__文档片段__
○ ○ ○

1. Flink自定义Source

一. Source 简介

DataStream是Flink的低级API,用于进行数据的实时处理,Flink编程模型分为Source、Transformation、Sink三个部分,如下图所示。

默认Flink提供了大量的内置Source,常见的Source如下:

  • 基于文件的Source
  • 基于Socket的Source
  • 基于集合的Source
  • 基于Kafka消息队列的Source

当以上内置Source不能满足业务需要时,可以实现自定义Source。

Flink中有关Source的接口类的继承关系如下:

  • SourceFunction:单并行度Source的基类
  • RichSourceFunction:单并行度增强型Source的基类
  • ParallelSourceFunction:多并行度Source的基类
  • RichParallelSourceFunction:多并行度增强型Source的基类
二. 自定义单并行度Source

自定义单并行度的source需要实现SourceFunction接口。

代码实现

MySource.java

java 复制代码
package flink.basic.source;

import org.apache.flink.streaming.api.functions.source.SourceFunction;
import java.util.Random;

public class MySource implements SourceFunction<String> {
    boolean running = true;
    
    @Override
    public void run(SourceContext<String> ctx) throws Exception {
        Random random = new Random();
        while (running) {
        	// "Num"加上0~100的随机数生成一个字符串
            ctx.collect("Num: " + random.nextInt(100));
            Thread.sleep(1000);
        }
    }

    @Override
    public void cancel() {
        running = false;
    }
}

SourceDemo.java

java 复制代码
package flink.basic.source;

import org.apache.flink.streaming.api.datastream.DataStreamSource;
import org.apache.flink.streaming.api.environment.StreamExecutionEnvironment;

public class SourceDemo {
    public static void main(String[] args) throws Exception {
        StreamExecutionEnvironment env= StreamExecutionEnvironment.getExecutionEnvironment();

        DataStreamSource<String> source = env.addSource(new MySource());
        source.print();

        env.execute("source_demo");
    }
}

运行结果

bash 复制代码
5> Num: 62
6> Num: 91
7> Num: 13
8> Num: 53
三. 自定义多并行度Source

自定义多并行度的source需要实现ParallelSourceFunction接口。

○ ○ ○

__任务要求__
接续上方这篇讲Flink自定义Source的文章，从它的最后一句之后往下写。

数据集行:
○ ○ ○

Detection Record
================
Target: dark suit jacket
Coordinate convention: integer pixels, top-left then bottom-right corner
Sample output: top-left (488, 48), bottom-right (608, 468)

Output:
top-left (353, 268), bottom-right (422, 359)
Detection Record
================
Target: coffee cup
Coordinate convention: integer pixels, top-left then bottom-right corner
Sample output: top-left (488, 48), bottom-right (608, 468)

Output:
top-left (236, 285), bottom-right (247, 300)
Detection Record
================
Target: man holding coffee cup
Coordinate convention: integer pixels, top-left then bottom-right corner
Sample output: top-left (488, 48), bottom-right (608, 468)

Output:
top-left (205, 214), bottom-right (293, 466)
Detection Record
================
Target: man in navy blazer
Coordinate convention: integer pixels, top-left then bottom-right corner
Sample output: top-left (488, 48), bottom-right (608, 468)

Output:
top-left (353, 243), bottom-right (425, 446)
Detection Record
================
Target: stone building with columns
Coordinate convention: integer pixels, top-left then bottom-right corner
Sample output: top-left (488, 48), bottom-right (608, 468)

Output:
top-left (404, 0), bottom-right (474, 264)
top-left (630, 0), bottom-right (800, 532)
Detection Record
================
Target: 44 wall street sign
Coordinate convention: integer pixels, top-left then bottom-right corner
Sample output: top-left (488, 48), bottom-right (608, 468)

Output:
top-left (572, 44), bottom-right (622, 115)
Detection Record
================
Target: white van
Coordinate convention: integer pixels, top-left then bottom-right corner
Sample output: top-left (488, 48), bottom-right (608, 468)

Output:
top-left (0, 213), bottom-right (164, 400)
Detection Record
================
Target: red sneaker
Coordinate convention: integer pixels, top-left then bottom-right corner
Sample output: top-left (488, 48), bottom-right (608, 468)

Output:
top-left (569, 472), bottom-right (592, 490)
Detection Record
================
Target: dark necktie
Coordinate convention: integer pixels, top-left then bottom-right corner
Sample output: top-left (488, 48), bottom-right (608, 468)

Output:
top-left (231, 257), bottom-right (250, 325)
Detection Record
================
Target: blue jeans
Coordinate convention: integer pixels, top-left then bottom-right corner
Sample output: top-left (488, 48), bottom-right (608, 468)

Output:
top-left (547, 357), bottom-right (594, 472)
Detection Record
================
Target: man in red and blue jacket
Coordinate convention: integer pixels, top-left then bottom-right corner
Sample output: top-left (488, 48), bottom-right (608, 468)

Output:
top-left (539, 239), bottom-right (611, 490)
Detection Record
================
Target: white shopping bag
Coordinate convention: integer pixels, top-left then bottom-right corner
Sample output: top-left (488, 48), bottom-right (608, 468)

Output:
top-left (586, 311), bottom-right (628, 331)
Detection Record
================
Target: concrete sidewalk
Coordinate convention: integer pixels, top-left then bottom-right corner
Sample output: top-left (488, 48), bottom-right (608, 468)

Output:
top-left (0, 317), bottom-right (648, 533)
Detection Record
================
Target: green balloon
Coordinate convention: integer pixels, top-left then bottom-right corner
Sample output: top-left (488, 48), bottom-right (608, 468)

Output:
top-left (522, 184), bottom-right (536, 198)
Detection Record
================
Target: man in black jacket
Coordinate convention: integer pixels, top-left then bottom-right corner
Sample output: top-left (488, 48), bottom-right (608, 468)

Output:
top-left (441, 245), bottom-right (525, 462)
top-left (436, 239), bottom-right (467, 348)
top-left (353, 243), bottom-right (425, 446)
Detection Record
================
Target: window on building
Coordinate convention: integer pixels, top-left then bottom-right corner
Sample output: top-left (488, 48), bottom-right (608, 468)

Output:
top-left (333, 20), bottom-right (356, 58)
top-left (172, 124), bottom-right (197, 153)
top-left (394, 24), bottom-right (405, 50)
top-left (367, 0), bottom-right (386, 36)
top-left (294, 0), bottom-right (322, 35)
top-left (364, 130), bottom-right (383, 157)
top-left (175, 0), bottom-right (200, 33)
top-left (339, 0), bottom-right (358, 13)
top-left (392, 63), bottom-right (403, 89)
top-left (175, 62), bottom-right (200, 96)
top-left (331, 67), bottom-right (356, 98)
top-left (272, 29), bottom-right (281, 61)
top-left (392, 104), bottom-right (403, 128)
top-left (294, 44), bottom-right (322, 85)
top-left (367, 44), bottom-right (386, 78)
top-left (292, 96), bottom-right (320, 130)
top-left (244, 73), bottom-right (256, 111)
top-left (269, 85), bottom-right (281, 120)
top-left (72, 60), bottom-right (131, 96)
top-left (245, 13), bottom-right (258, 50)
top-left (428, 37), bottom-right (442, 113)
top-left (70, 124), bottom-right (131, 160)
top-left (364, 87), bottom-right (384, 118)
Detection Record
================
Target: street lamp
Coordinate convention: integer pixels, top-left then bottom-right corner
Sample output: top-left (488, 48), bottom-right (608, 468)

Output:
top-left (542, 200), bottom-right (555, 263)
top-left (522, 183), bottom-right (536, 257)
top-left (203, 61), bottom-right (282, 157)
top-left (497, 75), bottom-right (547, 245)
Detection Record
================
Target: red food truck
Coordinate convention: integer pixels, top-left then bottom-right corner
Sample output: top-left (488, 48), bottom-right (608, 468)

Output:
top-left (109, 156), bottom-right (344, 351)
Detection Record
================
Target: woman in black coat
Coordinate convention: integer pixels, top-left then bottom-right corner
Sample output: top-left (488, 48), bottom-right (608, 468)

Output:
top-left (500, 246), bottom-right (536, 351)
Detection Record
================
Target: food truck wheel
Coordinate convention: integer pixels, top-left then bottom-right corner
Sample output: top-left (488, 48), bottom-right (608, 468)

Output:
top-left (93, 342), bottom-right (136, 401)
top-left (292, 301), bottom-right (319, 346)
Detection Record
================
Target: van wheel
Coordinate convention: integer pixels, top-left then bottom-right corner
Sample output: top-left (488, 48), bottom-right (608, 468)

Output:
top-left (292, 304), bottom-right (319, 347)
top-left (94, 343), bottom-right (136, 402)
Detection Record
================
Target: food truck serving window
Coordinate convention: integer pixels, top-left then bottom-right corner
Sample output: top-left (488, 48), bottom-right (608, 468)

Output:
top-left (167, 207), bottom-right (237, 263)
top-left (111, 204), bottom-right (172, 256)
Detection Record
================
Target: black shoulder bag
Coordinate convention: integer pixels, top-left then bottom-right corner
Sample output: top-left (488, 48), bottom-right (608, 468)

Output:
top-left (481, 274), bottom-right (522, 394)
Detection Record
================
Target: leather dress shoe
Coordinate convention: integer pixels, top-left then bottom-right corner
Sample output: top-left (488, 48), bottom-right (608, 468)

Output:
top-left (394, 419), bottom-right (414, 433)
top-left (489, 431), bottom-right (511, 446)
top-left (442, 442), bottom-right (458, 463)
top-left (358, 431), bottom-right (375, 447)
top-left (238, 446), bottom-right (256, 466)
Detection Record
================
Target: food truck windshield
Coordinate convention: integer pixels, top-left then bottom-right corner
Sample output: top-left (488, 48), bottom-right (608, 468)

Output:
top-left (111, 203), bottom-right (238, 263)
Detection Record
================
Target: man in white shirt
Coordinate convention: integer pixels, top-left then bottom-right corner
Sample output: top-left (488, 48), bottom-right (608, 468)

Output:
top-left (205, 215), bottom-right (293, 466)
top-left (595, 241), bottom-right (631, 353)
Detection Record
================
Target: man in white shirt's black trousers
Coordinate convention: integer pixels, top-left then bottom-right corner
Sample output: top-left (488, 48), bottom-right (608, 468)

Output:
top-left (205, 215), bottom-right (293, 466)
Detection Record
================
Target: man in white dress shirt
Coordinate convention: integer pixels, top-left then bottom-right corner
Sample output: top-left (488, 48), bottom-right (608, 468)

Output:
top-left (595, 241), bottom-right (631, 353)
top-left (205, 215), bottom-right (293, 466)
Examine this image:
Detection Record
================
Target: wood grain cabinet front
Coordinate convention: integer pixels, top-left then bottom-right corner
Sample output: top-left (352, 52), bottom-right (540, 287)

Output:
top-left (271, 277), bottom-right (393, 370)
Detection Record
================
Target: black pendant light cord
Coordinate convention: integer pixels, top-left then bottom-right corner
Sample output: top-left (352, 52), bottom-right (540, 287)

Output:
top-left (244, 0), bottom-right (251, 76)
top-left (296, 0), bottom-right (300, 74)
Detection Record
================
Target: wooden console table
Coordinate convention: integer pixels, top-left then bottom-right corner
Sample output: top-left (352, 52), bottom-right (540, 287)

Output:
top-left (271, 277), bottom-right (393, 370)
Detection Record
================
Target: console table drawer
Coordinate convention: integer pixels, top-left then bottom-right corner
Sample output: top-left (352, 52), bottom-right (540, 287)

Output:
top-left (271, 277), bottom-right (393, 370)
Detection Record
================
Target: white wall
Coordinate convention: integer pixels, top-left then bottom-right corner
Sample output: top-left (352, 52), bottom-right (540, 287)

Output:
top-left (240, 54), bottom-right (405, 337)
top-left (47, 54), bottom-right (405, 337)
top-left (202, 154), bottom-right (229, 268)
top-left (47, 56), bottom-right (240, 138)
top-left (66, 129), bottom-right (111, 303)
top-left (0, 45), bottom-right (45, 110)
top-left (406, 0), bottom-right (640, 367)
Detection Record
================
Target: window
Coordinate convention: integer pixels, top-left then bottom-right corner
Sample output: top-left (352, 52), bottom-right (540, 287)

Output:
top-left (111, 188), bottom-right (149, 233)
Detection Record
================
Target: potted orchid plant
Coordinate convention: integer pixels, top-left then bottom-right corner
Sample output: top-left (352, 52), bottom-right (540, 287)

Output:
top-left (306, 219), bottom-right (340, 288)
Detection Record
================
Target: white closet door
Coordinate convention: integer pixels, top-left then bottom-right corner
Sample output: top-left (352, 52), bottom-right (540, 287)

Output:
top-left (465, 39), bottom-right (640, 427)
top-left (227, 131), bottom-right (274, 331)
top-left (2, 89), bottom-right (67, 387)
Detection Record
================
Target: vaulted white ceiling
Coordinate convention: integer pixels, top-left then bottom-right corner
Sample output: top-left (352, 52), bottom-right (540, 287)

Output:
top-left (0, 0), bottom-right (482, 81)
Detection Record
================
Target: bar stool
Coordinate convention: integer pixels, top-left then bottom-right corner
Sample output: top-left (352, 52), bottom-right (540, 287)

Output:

○ ○ ○

__任务回答__
代码实现

MyParallelSource.java

java 复制代码
package flink.basic.source;

import org.apache.flink.streaming.api.functions.source.ParallelSourceFunction;
import java.util.Random;

public class MyParallelSource implements ParallelSourceFunction<String> {

    boolean running = true;

    @Override
    public void run(SourceContext<String> ctx) throws Exception {
        Random random = new Random();
        while (running) {
            ctx.collect("Num: " + random.nextInt(100));
            Thread.sleep(1000);
        }
    }

    @Override
    public void cancel() {
        running = false;
    }
}

SourceDemo.java

java 复制代码
package flink.basic.source;

import org.apache.flink.streaming.api.datastream.DataStreamSource;
import org.apache.flink.streaming.api.environment.StreamExecutionEnvironment;

public class SourceDemo {
    public static void main(String[] args) throws Exception {
        StreamExecutionEnvironment env= StreamExecutionEnvironment.getExecutionEnvironment();

        DataStreamSource<String> source = env.addSource(new MyParallelSource());
        source.print();

        env.execute("source_demo");
    }
}

运行结果

bash 复制代码
7> Num: 43
8> Num: 30
1> Num: 92
2> Num: 50
5> Num: 39
6> Num: 6
4> Num: 20
3> Num: 2
四. 自定义单并行度增强型Source

增强型Source额外提供了open和close方法,可以用于自定义Source的初始化和清理工作。单并行度增强型Source需要实现RichSourceFunction接口。下面演示实现读取mysql表的单并行度Source。

在mysql中创建student表,并插入三条数据。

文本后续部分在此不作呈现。